---------- Stored records

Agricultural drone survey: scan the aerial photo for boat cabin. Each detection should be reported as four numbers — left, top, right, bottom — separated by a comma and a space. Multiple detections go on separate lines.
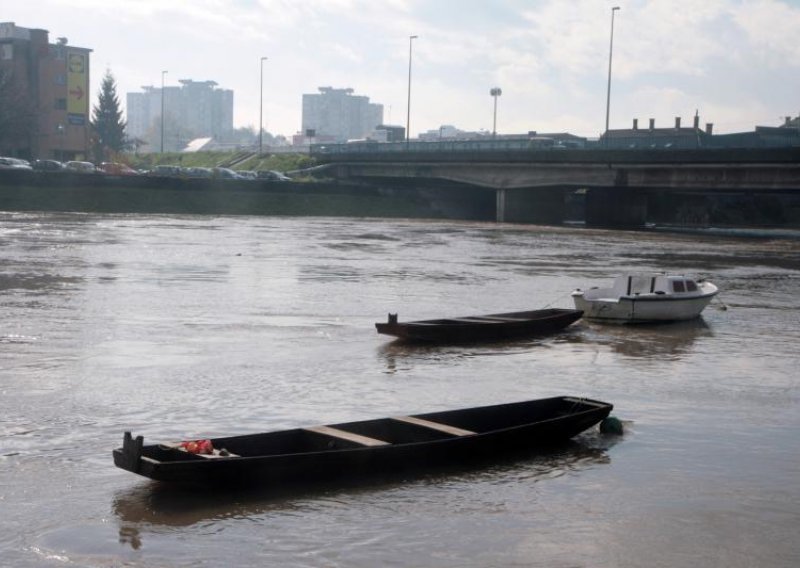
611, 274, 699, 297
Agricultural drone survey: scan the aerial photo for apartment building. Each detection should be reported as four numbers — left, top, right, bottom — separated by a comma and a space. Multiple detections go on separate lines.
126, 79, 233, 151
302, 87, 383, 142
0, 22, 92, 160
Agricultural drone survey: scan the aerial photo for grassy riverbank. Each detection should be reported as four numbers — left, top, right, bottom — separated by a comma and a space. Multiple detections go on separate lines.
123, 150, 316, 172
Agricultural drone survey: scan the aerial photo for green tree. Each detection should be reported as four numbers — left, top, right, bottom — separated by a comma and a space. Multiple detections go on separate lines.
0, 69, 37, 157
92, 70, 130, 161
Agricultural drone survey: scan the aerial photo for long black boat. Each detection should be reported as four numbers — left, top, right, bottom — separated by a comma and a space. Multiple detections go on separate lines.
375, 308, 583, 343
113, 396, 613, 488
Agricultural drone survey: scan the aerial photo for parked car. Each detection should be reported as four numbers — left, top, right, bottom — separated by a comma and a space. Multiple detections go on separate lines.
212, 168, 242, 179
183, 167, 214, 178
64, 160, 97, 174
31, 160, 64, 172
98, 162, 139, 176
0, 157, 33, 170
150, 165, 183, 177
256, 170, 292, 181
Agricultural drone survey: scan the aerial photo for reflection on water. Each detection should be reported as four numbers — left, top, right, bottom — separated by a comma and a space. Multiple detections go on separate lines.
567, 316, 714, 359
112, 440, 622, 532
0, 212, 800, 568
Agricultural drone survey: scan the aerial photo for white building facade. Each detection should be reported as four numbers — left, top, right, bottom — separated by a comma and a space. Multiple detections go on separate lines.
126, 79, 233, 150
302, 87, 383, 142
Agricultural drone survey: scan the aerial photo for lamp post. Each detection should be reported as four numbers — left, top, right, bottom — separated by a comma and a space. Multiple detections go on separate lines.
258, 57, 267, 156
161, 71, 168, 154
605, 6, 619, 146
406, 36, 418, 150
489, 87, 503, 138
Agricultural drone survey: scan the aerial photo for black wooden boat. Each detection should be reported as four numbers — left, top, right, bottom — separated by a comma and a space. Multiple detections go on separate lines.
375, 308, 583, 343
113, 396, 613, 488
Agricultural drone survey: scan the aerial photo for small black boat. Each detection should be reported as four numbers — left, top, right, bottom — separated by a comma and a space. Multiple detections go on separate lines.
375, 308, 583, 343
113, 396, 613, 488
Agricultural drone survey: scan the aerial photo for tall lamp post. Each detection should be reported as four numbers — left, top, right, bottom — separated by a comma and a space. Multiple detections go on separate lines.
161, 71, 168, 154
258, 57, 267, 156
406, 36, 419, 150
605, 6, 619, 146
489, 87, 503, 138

--------------------
---------- Stored records

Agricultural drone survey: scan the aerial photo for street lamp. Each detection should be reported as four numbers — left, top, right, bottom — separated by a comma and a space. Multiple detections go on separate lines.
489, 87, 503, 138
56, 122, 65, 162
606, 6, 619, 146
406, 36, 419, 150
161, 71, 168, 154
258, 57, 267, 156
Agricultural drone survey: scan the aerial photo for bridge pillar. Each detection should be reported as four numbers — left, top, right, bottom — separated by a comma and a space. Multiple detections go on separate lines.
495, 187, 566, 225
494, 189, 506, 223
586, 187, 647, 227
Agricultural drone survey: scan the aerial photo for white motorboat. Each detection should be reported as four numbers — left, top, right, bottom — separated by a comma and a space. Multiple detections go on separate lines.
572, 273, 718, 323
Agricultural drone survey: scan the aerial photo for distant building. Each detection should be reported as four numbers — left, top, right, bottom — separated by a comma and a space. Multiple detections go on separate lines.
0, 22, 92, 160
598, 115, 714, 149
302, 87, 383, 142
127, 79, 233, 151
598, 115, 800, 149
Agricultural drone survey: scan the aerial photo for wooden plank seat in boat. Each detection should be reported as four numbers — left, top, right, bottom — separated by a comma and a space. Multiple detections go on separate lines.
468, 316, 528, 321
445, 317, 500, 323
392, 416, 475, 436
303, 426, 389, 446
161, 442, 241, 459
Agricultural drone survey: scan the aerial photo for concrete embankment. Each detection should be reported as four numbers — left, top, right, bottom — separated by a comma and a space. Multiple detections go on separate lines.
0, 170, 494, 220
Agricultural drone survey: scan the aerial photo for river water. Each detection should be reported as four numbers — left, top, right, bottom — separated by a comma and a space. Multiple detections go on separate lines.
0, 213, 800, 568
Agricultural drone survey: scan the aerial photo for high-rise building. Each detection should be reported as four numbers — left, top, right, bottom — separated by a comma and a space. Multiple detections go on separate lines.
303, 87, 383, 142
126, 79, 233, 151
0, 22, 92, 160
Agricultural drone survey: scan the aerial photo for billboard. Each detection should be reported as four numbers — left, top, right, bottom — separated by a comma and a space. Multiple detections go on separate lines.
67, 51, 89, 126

--------------------
---------- Stored records

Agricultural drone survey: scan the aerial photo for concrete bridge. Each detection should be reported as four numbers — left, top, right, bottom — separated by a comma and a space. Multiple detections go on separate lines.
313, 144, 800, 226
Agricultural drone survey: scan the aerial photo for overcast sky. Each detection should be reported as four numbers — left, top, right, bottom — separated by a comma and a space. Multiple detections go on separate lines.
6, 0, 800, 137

--------------------

Job:
Rewrite the records from the line containing "Agricultural drone survey: scan the aerial photo for boat" through the line containing "123, 150, 316, 172", replacing "aerial photo" with "overhead image" and changing nothing else. Leave the pictures out.

Complete response:
Agricultural drone survey: scan the overhead image for boat cabin. Each detection should be reported as four numbers — left, top, right, bottom — separated by a comma and a space. Multiple detections go on separate lines.
611, 274, 699, 297
Agricultural drone survey: scan the overhead image for apartment building. Each detection should be reported as four numbers — left, top, right, bottom — separated by a comma and a space. Multiple detections go on separate lines.
126, 79, 233, 151
302, 87, 383, 142
0, 22, 92, 160
Agricultural drone survey: scan the overhead image for grassy riverbank. Each detection should be reported as four numbers — left, top, right, bottom — separated by a comma and a space. Multiple detections go on separate lines.
123, 150, 316, 172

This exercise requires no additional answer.